_WHAT YOU NEED TO DO:_ From the line that contains "[locate] black baseball" through the last line of the data, copy everything exactly and nothing else, omitting the pictures.

_SUPPLIED RECORDS:_
+-------+

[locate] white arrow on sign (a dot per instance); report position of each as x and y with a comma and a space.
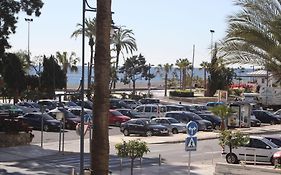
192, 130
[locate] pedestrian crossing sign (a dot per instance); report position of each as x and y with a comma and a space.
190, 144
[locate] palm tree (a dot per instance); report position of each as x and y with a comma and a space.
90, 32
166, 68
204, 65
123, 39
100, 141
254, 35
67, 62
183, 65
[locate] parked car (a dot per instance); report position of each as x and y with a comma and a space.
171, 123
116, 118
215, 120
275, 139
175, 108
131, 103
190, 108
266, 117
143, 126
34, 120
185, 117
129, 112
149, 101
117, 103
151, 110
12, 110
258, 148
254, 121
71, 120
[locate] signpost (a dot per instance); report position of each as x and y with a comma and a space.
191, 140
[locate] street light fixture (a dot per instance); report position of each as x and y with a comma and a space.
212, 33
28, 20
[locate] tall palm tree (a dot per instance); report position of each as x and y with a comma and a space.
204, 65
166, 68
254, 35
123, 39
90, 32
67, 62
184, 65
100, 141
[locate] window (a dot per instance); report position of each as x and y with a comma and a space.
256, 143
147, 109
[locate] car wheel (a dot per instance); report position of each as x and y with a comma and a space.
148, 133
126, 132
174, 131
231, 158
46, 128
118, 124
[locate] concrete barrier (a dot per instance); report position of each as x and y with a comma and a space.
238, 169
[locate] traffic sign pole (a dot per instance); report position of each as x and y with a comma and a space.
191, 141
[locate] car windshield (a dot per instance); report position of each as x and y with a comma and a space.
270, 143
172, 120
47, 117
116, 113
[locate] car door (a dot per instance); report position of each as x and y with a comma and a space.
256, 150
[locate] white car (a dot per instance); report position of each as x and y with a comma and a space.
258, 149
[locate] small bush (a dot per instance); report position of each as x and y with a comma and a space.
182, 93
13, 125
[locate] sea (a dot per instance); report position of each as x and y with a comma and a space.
74, 78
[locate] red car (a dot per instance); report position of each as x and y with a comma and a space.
116, 118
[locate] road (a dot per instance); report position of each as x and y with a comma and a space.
171, 154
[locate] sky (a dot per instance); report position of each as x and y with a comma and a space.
165, 30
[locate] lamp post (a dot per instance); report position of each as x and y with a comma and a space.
149, 84
28, 20
212, 34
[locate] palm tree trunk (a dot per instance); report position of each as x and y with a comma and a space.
116, 66
100, 142
166, 84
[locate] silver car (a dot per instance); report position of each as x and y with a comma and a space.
172, 124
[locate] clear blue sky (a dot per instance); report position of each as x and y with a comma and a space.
165, 30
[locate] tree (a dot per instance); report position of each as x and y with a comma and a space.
133, 69
223, 112
123, 39
9, 9
100, 142
132, 149
253, 35
13, 75
220, 77
67, 62
232, 140
52, 77
204, 65
183, 65
166, 68
90, 32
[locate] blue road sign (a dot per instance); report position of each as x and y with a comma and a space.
191, 144
192, 128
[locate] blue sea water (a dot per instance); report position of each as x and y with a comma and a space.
74, 78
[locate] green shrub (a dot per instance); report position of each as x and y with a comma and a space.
182, 93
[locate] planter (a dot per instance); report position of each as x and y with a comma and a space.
15, 139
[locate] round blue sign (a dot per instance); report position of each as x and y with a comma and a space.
192, 128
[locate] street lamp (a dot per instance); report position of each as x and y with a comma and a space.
212, 33
28, 20
149, 84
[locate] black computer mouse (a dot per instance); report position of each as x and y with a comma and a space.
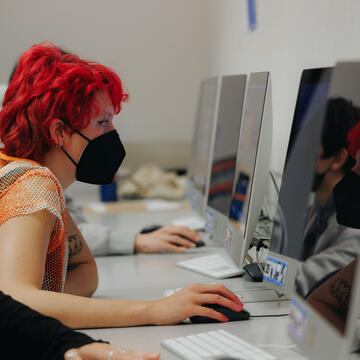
152, 228
230, 314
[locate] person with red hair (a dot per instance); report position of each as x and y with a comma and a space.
56, 126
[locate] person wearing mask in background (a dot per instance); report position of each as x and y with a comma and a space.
332, 297
56, 126
329, 246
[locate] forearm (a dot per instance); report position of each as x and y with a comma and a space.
80, 312
81, 279
28, 333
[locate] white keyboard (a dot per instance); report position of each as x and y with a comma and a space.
215, 266
193, 222
246, 296
213, 344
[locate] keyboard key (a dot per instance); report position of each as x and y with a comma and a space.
214, 344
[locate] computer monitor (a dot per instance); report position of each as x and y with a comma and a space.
202, 146
230, 109
287, 236
252, 167
315, 332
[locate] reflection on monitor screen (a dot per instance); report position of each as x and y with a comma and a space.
248, 145
294, 197
204, 132
315, 250
252, 167
226, 142
202, 144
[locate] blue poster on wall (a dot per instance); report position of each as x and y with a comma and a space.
252, 14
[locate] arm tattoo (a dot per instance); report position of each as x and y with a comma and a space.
341, 291
75, 245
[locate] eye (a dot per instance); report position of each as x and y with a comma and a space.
103, 122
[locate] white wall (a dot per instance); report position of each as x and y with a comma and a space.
291, 35
160, 48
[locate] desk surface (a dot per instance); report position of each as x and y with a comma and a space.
147, 276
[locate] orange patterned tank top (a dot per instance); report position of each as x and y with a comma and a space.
25, 188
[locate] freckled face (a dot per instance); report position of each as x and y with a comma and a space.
100, 123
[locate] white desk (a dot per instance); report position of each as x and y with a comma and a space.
147, 276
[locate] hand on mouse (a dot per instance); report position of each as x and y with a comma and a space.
188, 302
167, 238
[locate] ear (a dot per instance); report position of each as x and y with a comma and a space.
57, 131
339, 159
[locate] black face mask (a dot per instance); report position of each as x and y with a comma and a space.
347, 200
100, 159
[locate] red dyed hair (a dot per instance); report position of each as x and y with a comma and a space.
50, 84
354, 140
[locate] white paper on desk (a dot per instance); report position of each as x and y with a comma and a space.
156, 205
97, 207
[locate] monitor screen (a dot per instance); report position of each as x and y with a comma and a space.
252, 167
296, 188
328, 312
313, 89
229, 114
247, 152
202, 141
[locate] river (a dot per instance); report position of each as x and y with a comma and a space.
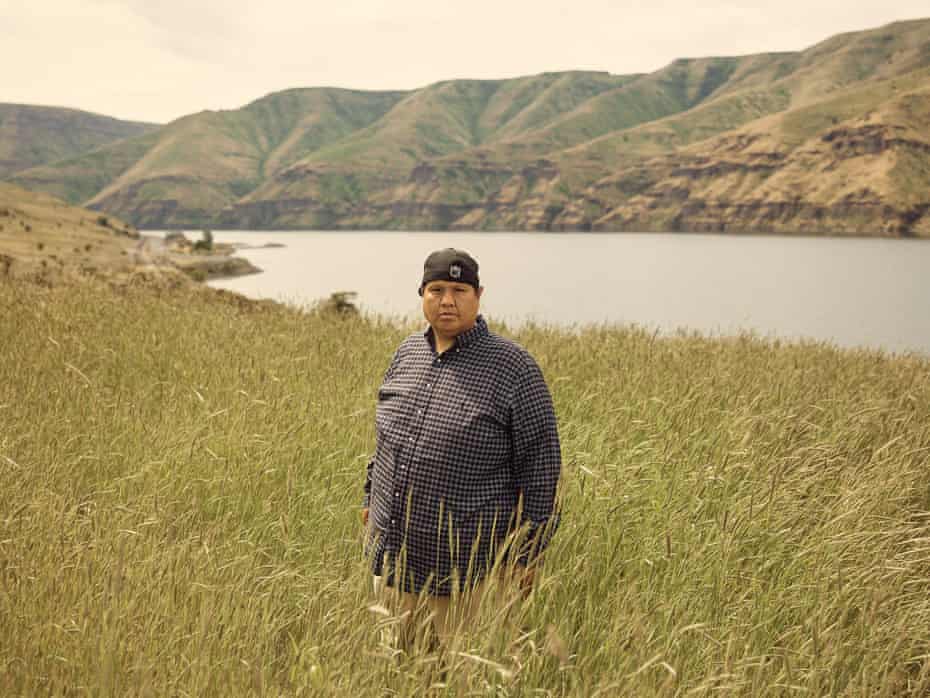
854, 292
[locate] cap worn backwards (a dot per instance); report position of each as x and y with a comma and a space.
450, 265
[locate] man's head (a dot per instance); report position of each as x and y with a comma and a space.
451, 292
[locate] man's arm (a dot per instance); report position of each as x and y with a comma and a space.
537, 460
366, 499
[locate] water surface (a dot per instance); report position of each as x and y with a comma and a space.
854, 292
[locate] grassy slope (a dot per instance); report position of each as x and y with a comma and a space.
31, 136
859, 154
741, 517
41, 236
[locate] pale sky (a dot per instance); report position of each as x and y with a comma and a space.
156, 60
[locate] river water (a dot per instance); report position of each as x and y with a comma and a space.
852, 292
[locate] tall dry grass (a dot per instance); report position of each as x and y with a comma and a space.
181, 477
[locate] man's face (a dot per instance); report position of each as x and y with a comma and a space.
450, 307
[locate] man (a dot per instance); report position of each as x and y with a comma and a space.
467, 459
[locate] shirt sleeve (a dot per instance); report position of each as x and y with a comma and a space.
537, 460
366, 499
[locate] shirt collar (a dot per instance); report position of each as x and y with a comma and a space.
479, 330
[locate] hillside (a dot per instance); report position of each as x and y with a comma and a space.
825, 140
31, 136
47, 240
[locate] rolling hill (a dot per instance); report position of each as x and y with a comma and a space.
31, 135
831, 139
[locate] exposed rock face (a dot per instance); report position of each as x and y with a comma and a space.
834, 139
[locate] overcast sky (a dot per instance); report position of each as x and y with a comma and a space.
156, 60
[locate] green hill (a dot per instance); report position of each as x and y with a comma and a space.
567, 151
32, 135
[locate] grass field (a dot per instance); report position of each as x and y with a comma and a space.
182, 473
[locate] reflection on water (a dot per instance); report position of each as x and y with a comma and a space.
855, 292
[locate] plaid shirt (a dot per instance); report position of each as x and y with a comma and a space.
460, 437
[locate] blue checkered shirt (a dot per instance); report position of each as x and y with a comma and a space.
467, 454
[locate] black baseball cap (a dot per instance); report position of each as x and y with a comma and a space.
450, 265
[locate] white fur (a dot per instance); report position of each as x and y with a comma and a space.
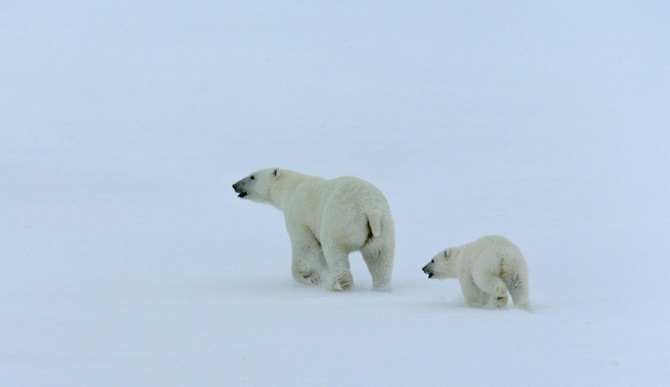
326, 220
486, 268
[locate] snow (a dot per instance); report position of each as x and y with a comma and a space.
128, 260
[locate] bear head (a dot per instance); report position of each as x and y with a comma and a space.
257, 186
442, 264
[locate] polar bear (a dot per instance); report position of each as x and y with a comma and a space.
486, 268
326, 220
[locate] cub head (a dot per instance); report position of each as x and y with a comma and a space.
257, 186
442, 264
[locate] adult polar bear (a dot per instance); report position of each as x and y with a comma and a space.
326, 220
486, 269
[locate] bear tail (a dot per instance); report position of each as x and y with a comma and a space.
374, 223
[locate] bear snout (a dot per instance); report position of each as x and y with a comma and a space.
428, 271
237, 187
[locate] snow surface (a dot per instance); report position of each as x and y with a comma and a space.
127, 260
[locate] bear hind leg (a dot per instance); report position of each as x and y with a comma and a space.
518, 288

+-------+

_EXPECTED ANSWER:_
[locate] black baseball cap (a dot per instance); report position of each as x and y with a comma and a space.
450, 265
[locate] white fur (a dot per instance); report position of each as x and y with a comma and a space.
326, 220
486, 268
[locate] snow (a dot per instance); report position of each as x and y with a comma and a space.
128, 260
[locate] bear head (a dot per instance); report position of each as x and y with a comma and a space.
257, 186
442, 264
[locate] polar bear (a dot per instance); report position of each as x and y with a comma and a space.
486, 268
326, 220
[locate] cub head (a dot per instance); report position of each as x and y with a comma and a space.
257, 186
442, 264
[locate] adult polar bear (a dot per instance); report position of each as x and y with a comma and a space.
326, 220
486, 269
[locate] bear tail (a dot per instance); report position of each as x and y with a comma and a space.
374, 223
[locate] bear snout (a dot per instance); report position of each as x and y with a comma and a space.
428, 271
237, 187
[locate] snow surface (a dot per instance); report position of each as x and y with a comma and a space.
127, 260
[locate] bear hind leg (a dot per instance); report position of each as x and y with a comma and a space.
518, 288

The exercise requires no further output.